- Texte -
******

Nantes, le 5 mai, reprend Le médium de Menotti, tandis qu'à Angers, encore, sont créées Cinq scènes de la vie italienne d'Adrienne Clostre. Entre le 7 et le 14 mai, Tourcoing propose ses Promenades lyriques au XXe siècle, soit 3 concerts et 7 opéras de poche : Renard de Stravinski, Pierrot lunaire de Schönberg, Socrate de Satie, des œuvres de C. Prey, H. Kouzan et G. Villain, ainsi que La voix humaine de Poulenc. Poulenc dont 1983 commémore le 20e anniversaire de la disparition (disques, livres, articles, émissions de radio, etc.) par notamment la reprise à la salle Favart du Dialogue des carmélites (quelle émotion de réentendre Régine Crespin et de la voir sur scène). Le 14 juin, juste avant la trêve estivale occupée par le très riche Festival estival de Paris, qui lui-même prolonge le festival du Marais, l'Espace Cardin redonne Les trois contes de l'honorable fleur de M. Ohana. En octobre, création à Bruxelles de La passion de Gilles, opéra de Philippe Boesmans ; à Paris de deux spectacles de M. Kagel, dans le cadre du festival d'Automne, nouvelle formule du TMP avec deux courts opéras de P. Marxwell-Davies et G. Ligeti, début de l'intégrale Webern, le plus janséniste des compositeurs du xxe siècle.

IRCAM

Du côté de la musique instrumentale et électroacoustique on retient de très nombreux titres. En mars, au Forum de la création de l'IRCAM, Lys vert de D. Dufour et Les couleurs de la nuit de F. Bayle. Au 13e festival des Musiques expérimentales de Bourges, 130 œuvres sont créées provenant de musiciens de 26 pays, tandis qu'à La Rochelle Zeitlauf de P. Manoury est le plus remarqué, le quatuor Arditti retient également l'attention.

******

- Données -

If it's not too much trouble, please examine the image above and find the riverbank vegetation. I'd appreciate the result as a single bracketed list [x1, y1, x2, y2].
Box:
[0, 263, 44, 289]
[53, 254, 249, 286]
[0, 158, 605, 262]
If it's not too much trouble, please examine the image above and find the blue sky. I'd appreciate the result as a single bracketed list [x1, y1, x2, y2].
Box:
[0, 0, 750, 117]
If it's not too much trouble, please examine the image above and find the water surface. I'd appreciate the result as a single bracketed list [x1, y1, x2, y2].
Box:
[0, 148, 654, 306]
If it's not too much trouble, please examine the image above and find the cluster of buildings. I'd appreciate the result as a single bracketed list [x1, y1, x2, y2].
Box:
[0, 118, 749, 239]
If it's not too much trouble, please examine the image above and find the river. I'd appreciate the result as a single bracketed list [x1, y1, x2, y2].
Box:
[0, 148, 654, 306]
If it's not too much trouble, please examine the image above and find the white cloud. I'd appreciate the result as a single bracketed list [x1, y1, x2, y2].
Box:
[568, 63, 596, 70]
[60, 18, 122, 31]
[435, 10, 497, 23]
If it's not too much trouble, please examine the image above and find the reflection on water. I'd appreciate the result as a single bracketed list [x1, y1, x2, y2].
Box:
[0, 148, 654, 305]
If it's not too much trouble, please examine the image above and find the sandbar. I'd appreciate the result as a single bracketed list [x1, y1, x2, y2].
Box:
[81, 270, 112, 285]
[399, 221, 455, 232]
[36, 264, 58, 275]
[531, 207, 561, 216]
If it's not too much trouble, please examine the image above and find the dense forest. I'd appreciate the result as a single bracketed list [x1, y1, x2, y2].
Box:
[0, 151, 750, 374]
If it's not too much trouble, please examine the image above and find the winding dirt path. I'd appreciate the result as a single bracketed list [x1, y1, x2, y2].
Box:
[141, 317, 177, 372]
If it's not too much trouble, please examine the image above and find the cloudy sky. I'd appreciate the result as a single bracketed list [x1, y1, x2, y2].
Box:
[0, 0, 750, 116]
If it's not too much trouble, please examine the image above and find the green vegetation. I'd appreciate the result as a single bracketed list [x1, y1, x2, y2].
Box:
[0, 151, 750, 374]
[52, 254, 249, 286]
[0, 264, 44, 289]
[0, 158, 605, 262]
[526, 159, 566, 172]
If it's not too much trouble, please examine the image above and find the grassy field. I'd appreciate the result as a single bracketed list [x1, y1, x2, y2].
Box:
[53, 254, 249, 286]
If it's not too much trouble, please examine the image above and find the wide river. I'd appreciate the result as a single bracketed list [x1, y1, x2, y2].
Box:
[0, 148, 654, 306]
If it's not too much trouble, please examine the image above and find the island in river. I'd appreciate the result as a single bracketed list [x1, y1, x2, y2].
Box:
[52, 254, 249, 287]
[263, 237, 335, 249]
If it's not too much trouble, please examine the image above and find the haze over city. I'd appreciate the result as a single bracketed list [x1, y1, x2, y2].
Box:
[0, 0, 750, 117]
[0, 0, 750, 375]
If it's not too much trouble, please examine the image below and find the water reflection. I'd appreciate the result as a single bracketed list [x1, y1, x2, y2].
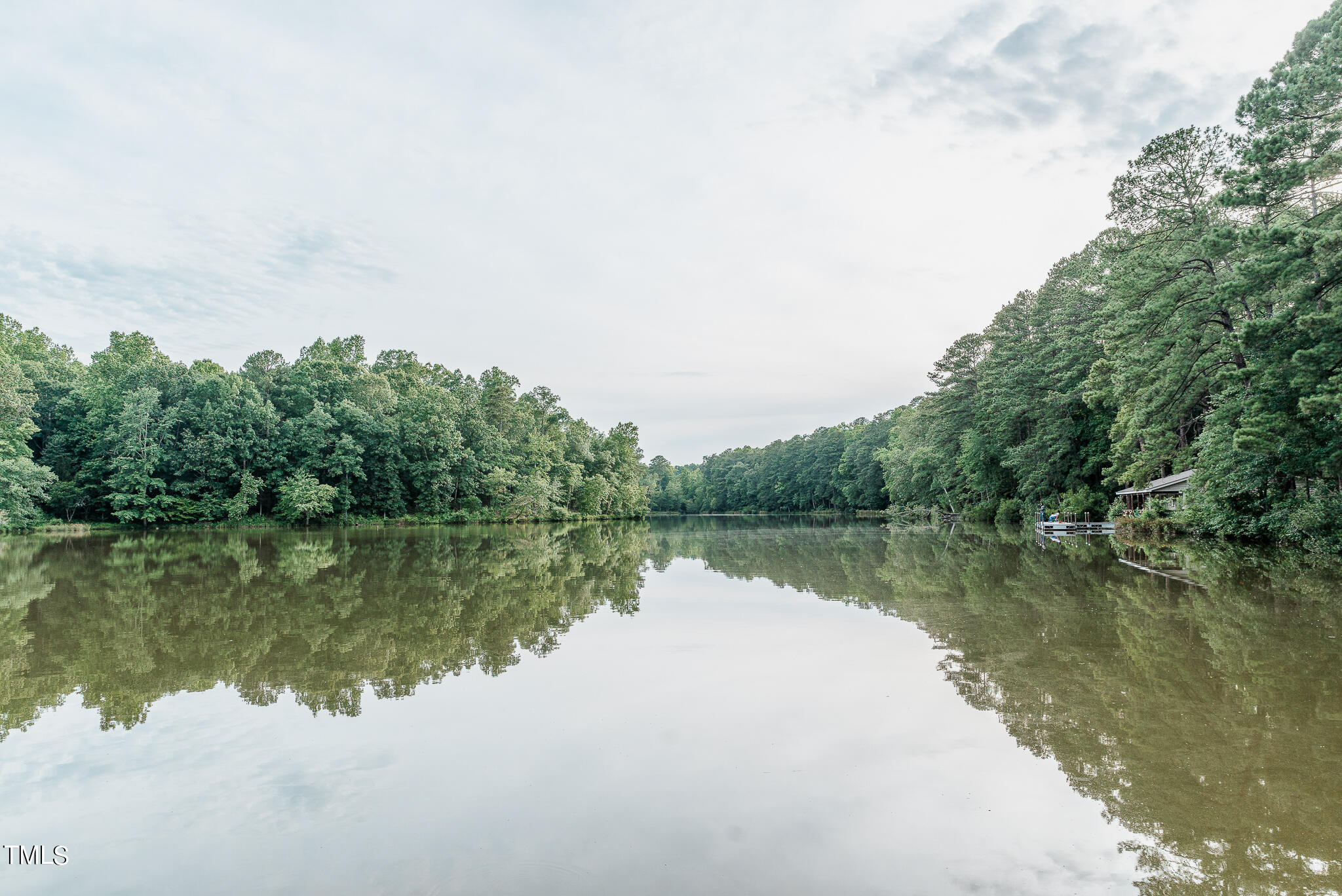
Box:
[0, 523, 643, 737]
[0, 517, 1342, 893]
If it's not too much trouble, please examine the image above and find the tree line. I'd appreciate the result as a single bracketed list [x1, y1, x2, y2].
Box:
[0, 315, 647, 527]
[651, 3, 1342, 549]
[647, 412, 898, 513]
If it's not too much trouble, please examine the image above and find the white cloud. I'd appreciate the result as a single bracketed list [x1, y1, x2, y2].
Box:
[0, 0, 1322, 461]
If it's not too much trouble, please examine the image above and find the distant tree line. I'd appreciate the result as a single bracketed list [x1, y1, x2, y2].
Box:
[651, 1, 1342, 548]
[0, 322, 647, 527]
[647, 412, 896, 513]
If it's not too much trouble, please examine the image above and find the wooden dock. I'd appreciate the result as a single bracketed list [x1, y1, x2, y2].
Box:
[1035, 521, 1114, 535]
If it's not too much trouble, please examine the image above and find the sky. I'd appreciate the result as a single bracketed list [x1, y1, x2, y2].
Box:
[0, 0, 1326, 463]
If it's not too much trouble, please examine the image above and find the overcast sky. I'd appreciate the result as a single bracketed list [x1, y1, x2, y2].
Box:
[0, 0, 1326, 463]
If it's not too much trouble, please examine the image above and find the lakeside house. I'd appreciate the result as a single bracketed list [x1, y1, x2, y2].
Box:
[1118, 470, 1196, 516]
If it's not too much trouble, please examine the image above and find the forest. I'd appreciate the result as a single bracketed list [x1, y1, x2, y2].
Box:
[8, 7, 1342, 550]
[0, 322, 647, 527]
[651, 1, 1342, 550]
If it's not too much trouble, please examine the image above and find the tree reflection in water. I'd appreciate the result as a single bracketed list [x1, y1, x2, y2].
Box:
[0, 516, 1342, 893]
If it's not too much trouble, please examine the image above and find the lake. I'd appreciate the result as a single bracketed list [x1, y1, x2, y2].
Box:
[0, 516, 1342, 895]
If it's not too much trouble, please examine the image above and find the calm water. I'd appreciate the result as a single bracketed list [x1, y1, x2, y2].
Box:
[0, 517, 1342, 895]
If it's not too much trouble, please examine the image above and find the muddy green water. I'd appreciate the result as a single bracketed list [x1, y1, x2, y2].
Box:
[0, 517, 1342, 895]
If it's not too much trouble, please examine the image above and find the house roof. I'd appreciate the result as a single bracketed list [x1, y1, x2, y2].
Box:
[1146, 470, 1197, 491]
[1118, 470, 1197, 495]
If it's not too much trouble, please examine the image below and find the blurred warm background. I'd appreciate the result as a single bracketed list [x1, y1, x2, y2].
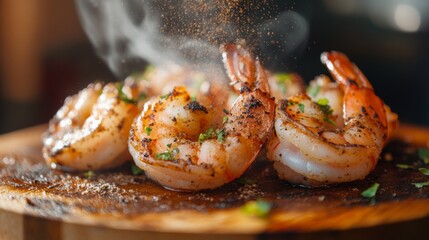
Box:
[0, 0, 112, 133]
[0, 0, 429, 133]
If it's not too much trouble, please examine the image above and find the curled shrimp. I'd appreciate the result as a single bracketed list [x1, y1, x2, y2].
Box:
[42, 81, 141, 170]
[129, 44, 275, 191]
[268, 52, 393, 185]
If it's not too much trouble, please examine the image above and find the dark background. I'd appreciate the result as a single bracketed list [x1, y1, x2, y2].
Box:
[0, 0, 429, 133]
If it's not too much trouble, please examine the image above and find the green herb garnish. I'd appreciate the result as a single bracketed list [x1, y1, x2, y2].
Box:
[222, 116, 228, 124]
[216, 129, 226, 143]
[307, 85, 320, 97]
[316, 98, 336, 126]
[298, 103, 305, 113]
[138, 93, 147, 101]
[116, 83, 137, 104]
[360, 183, 380, 198]
[144, 127, 152, 136]
[83, 170, 94, 178]
[198, 128, 214, 143]
[412, 182, 429, 188]
[240, 199, 273, 218]
[274, 73, 293, 94]
[155, 148, 179, 160]
[198, 128, 226, 143]
[131, 164, 144, 175]
[417, 148, 429, 164]
[419, 168, 429, 176]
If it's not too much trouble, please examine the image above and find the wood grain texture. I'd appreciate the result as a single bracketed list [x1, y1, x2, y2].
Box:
[0, 125, 429, 239]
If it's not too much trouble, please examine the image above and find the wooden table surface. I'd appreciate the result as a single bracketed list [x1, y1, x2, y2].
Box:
[0, 125, 429, 240]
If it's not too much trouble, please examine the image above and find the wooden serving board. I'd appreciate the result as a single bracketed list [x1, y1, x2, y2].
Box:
[0, 125, 429, 239]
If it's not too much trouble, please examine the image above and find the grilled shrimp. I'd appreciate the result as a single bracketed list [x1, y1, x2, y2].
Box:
[42, 81, 141, 170]
[129, 44, 275, 191]
[268, 52, 395, 185]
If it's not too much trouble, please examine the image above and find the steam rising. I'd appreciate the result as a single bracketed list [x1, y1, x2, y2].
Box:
[76, 0, 308, 77]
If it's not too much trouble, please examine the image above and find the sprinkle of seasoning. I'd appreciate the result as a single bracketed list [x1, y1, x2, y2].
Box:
[417, 148, 429, 164]
[144, 127, 152, 136]
[412, 182, 429, 188]
[131, 164, 144, 175]
[419, 168, 429, 176]
[360, 183, 380, 198]
[298, 103, 305, 113]
[240, 199, 273, 218]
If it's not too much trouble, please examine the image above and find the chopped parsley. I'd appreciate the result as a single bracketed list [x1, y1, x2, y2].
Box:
[298, 103, 305, 113]
[216, 129, 226, 143]
[144, 127, 152, 136]
[198, 128, 226, 143]
[131, 164, 144, 175]
[412, 182, 429, 188]
[240, 199, 273, 218]
[274, 73, 293, 94]
[419, 168, 429, 176]
[116, 83, 137, 104]
[155, 148, 179, 161]
[222, 116, 228, 124]
[417, 148, 429, 164]
[360, 183, 380, 198]
[307, 85, 320, 97]
[198, 128, 214, 143]
[316, 98, 335, 126]
[83, 170, 94, 178]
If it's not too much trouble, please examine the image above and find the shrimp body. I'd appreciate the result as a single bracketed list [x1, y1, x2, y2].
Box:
[268, 52, 394, 185]
[42, 80, 143, 170]
[129, 44, 274, 191]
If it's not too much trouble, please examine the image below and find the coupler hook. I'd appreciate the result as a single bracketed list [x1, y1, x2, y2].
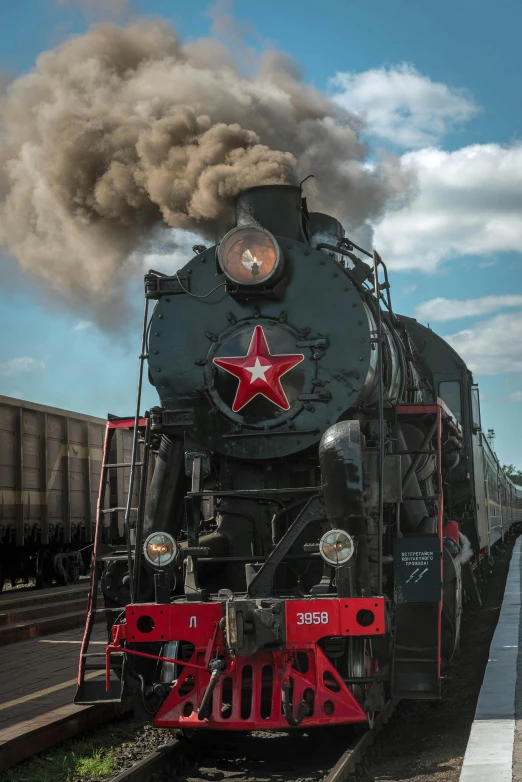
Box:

******

- Consignes -
(1) Relevez toutes les villes mentionnées dans le texte sur la musique contemporaine.
(2) Poursuivez le texte sur la musique contemporaine à partir de sa dernière phrase.
Les données ne servent à rien pour ce travail.

- Réponses -
(1) Nantes, Angers, Tourcoing, Paris, Bruxelles, Bourges, La Rochelle

(2)
Dans le sillage de l'exposition Présences polonaises, le Centre Pompidou organise en septembre une rétrospective de musique polonaise, actuelle surtout. L'IRCAM offre un panorama pluraliste avec Zig-zag tandis qu'après la création du Saint François de Messiaen trois soirées Stockhausen (élève du maître) marquent le dernier mois de l'année. Pour compléter le tableau très riche d'une année de musique moderne, il faut rappeler l'audace de la firme Erato consacrant plusieurs disques à Boulez (dont la dernière œuvre, Notations, a été reprise à l'automne), Xenakis, Ohana, Dutilleux, Louvier, Duhamel, Charpentier. Paul Mefano reçoit le Grand Prix national de la musique, tandis que J. Prodromides ne passe pas inaperçu avec l'illustration musicale de Danton, le film de Wajda.